• **EXERCISE BRIEF**: Could you format the records below as a JSON list of strings, one string per line and no blank lines?

• **EXTRACTED ENTRIES**:
━━━━━━━━━━━━━━━━━━━━

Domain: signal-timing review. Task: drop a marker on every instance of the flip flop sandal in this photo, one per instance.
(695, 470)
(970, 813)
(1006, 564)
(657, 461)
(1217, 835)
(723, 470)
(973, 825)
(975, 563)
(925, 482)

━━━━━━━━━━━━━━━━━━━━

• **FULL SOLUTION**:
[
  "Domain: signal-timing review. Task: drop a marker on every instance of the flip flop sandal in this photo, one per instance.",
  "(695, 470)",
  "(970, 813)",
  "(1006, 564)",
  "(657, 461)",
  "(1217, 835)",
  "(723, 470)",
  "(973, 825)",
  "(975, 563)",
  "(925, 482)"
]